* **TO DO**
Pictures are to be left out, and the rest of the records reproduced exactly.
*****
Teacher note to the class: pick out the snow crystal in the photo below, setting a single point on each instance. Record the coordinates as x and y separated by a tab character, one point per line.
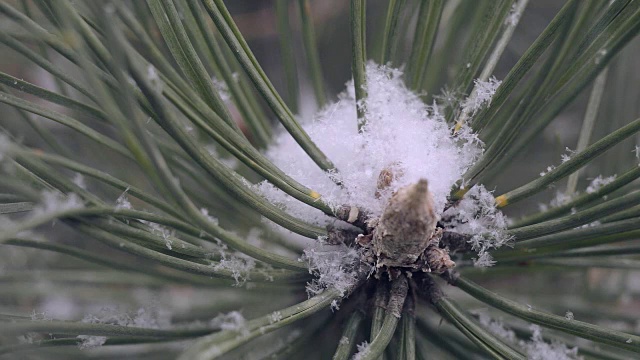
109	315
53	202
401	133
334	265
566	157
514	16
548	170
569	315
476	214
538	349
233	321
240	266
275	317
90	341
363	350
599	182
35	316
482	93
*****
* **TASK OUTPUT**
Teacher note to the class: pick out the snow crystal in the photo below, setting a single point on each instance. Record the coordinates as x and y separated by a tab character, one point per line.
109	315
53	202
401	133
334	265
566	157
514	16
548	170
569	315
476	214
538	349
233	321
240	266
275	317
90	341
363	350
599	182
35	316
482	93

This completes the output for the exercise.